▶ **The task**: Retype each line of the listing below, word for word.

▶ **Given records**:

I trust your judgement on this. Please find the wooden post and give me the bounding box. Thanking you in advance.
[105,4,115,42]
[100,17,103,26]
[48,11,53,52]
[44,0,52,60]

▶ **Response to this task**:
I trust your judgement on this. Please find the wooden post and give me the bounding box. Thanking you in advance.
[105,4,115,42]
[100,17,103,26]
[48,11,53,52]
[44,0,52,60]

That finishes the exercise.